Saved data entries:
= = =
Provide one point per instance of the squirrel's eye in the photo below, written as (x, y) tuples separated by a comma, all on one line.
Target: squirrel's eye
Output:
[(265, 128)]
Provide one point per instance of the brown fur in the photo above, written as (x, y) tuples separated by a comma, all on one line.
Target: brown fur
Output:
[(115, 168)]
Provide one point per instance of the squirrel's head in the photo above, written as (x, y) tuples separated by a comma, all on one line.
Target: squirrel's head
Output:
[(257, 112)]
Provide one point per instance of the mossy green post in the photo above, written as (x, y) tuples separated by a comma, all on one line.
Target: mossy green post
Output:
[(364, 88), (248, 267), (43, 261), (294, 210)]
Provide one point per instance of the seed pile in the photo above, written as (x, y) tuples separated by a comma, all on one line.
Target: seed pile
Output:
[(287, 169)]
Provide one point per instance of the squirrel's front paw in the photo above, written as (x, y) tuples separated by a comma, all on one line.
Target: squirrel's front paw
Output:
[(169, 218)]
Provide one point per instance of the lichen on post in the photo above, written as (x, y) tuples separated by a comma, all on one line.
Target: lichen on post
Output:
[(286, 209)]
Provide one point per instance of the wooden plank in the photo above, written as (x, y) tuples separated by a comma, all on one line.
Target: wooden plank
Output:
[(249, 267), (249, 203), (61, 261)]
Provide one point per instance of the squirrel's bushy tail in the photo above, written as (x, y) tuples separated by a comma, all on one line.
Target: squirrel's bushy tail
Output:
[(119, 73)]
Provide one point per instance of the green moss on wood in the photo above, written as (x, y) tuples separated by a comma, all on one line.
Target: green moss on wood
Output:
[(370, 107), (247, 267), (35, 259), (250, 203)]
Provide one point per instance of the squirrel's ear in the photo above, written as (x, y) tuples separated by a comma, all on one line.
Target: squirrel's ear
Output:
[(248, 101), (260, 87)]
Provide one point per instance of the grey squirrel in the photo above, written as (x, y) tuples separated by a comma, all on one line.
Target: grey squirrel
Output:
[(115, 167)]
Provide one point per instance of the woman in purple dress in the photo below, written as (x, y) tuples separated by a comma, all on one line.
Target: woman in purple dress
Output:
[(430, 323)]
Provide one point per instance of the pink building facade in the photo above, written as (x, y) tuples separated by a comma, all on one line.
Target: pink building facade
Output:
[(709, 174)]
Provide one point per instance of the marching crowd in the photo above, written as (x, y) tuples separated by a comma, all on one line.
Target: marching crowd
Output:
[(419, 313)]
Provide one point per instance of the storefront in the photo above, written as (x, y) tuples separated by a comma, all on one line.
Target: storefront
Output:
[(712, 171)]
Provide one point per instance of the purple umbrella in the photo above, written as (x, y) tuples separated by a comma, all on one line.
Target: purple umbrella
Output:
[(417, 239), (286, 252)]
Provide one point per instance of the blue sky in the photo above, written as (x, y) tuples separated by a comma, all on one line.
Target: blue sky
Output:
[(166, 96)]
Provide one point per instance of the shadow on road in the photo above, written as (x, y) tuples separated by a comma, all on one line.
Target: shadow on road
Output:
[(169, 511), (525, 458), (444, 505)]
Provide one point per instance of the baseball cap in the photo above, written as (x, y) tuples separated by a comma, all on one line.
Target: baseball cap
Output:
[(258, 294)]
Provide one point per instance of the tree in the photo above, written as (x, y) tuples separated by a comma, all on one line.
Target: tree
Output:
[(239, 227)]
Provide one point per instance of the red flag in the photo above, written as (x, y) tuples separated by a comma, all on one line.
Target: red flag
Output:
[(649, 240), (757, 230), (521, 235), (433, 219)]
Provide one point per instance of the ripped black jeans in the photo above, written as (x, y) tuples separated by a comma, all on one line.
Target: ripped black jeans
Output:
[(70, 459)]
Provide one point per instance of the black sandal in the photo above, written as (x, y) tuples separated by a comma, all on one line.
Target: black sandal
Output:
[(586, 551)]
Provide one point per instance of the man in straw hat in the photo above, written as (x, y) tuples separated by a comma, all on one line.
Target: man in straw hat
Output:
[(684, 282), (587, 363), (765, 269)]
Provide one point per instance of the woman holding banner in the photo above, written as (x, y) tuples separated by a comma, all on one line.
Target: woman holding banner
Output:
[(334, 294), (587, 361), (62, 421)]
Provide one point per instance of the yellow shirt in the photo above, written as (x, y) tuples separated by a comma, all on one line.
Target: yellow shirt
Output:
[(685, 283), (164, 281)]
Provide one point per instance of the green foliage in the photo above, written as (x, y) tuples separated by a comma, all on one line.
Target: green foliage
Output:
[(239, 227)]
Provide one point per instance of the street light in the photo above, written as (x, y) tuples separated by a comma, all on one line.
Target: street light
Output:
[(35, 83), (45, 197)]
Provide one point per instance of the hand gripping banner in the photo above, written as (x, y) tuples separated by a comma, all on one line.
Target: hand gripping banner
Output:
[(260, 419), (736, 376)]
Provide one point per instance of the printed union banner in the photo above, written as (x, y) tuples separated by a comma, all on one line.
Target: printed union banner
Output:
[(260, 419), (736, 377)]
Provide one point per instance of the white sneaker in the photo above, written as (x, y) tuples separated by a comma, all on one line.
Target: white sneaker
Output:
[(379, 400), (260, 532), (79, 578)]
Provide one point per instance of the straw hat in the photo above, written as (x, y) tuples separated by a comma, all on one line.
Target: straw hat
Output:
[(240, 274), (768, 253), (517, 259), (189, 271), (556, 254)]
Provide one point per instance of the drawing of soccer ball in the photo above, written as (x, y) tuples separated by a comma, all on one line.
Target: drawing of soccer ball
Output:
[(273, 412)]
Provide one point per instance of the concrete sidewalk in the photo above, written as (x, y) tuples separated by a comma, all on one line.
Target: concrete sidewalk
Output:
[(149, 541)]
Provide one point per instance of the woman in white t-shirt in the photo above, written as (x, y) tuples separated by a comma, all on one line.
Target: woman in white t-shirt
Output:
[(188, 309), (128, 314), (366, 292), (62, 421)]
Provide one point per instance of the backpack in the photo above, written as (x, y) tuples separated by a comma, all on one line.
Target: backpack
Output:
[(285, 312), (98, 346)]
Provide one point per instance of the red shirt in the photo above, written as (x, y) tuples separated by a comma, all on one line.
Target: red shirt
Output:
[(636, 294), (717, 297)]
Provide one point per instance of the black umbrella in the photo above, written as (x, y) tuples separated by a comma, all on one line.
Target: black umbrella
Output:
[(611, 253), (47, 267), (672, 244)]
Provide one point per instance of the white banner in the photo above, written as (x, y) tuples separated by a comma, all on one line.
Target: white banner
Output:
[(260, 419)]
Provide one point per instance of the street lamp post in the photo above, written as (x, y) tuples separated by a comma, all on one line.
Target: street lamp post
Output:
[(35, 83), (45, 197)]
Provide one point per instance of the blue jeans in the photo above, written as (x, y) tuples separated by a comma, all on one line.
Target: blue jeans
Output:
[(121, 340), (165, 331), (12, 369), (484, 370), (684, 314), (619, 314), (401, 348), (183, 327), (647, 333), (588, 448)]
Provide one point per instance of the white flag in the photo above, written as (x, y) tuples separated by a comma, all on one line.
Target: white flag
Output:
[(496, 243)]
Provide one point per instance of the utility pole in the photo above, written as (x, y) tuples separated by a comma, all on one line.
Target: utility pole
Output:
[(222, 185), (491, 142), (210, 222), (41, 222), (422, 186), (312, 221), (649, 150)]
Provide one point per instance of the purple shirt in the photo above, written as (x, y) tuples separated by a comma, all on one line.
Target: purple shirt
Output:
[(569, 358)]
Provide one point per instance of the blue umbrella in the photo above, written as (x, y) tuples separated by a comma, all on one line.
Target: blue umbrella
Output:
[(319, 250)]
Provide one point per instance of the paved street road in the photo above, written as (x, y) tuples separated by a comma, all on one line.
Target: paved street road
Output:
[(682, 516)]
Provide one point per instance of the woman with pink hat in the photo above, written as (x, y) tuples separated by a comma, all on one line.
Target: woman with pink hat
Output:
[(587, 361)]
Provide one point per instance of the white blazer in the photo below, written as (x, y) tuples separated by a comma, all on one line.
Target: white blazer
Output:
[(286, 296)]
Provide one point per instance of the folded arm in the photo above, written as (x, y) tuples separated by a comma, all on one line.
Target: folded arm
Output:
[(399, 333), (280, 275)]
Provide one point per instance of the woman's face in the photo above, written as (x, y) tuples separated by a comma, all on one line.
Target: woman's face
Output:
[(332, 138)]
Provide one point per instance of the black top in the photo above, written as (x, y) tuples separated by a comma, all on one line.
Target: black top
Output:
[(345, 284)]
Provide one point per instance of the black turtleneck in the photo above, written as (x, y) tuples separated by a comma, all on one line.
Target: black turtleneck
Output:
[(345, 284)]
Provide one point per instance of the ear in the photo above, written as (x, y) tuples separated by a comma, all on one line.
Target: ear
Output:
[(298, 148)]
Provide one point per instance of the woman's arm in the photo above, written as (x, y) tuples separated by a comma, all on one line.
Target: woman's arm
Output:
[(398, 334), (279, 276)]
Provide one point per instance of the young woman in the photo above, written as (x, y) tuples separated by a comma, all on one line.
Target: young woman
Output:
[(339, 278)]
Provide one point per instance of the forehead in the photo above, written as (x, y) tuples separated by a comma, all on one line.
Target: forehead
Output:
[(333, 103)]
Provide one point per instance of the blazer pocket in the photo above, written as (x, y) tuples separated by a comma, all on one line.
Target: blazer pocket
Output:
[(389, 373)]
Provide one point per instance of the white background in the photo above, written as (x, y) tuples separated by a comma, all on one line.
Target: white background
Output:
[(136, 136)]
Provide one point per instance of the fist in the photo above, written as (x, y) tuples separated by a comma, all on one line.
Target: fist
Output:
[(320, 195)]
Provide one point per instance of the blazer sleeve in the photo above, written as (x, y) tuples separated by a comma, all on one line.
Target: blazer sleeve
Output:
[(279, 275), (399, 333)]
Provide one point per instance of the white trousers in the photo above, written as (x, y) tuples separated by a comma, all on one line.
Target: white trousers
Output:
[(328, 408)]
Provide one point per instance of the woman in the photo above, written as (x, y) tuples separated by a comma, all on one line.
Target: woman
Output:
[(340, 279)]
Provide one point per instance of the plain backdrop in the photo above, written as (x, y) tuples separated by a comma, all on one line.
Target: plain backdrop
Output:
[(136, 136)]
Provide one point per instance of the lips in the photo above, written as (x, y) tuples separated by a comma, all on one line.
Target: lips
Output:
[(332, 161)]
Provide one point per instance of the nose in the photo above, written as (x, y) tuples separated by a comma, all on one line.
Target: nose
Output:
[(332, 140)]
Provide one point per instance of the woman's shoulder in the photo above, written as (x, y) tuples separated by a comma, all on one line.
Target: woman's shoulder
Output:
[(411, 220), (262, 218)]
= = =
In the records above, find the lines holding "lichen". Copy each one.

Provide one point per instance of the lichen on post in the photo above, written as (x, y) tuples separated by a comma, all on one line.
Target: lichen on post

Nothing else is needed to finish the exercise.